*** Opening Data for analysis ***

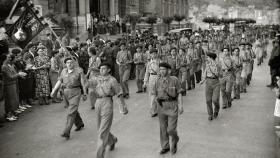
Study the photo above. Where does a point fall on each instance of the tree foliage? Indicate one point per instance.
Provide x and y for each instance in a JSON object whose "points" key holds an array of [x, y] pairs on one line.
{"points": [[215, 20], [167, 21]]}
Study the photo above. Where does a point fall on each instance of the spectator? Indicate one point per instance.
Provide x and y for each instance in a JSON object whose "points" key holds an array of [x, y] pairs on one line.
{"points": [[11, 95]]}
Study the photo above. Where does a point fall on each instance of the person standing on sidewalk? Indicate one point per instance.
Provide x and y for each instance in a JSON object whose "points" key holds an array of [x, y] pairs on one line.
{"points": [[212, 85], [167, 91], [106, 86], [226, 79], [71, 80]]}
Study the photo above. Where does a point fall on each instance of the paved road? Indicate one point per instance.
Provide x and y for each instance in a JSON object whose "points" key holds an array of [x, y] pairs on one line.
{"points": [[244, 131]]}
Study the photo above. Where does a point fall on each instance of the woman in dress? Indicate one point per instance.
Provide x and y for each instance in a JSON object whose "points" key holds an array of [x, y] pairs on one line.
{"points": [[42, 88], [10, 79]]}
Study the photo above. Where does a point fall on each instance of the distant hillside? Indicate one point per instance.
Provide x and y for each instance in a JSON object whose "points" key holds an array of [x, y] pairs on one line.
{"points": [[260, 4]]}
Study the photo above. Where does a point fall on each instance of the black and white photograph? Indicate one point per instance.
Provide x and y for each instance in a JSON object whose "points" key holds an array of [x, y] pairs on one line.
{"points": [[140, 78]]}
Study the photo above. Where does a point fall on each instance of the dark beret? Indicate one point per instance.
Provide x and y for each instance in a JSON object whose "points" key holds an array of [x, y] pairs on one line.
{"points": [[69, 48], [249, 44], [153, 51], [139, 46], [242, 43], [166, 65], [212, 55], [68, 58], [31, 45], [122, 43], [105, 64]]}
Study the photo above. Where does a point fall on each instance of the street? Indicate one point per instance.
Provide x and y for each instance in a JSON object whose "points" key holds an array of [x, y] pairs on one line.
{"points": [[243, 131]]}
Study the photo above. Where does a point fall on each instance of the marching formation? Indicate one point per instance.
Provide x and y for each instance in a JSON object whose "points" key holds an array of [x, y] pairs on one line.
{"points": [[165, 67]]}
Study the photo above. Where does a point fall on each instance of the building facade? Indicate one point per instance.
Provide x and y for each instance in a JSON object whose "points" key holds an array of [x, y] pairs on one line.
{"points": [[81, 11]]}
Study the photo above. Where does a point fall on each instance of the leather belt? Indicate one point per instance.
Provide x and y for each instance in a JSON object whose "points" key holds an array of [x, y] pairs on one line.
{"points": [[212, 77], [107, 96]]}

*** Closing Data for analysis ***

Problem requirements: From the line that contains "street? Indicate one point per instance." through the final line of the entries above, every line must be reproduced exactly and nothing more.

Final answer:
Study the photo above. Where does a point fall on each instance of the street? Indicate one point per instance.
Provide x and y for each instance in a JSON object whose "points" key holds an array of [x, y] pairs on one line.
{"points": [[243, 131]]}
Study the photo above. Where does a point fall on each instance of the marching formation? Indicate one point per instance.
Provide x and y for each instance in a JSON object whose "points" key holds an array of [x, y] pairs on one line.
{"points": [[165, 67]]}
Study the photo above. Where does a point fall on each instance of the building facade? Indicate one point per instance.
Provide x and y for each instance in a JSON object whose "points" key holds an array of [x, y] pairs on one line.
{"points": [[81, 11]]}
Study the photo above. Where does a point fall on each instance of the leather belt? Indicate one point per instance.
Provide x and y for each instance in a JSON object whose "points" key holds an array of [x, y] pairs on one line.
{"points": [[212, 77], [107, 96]]}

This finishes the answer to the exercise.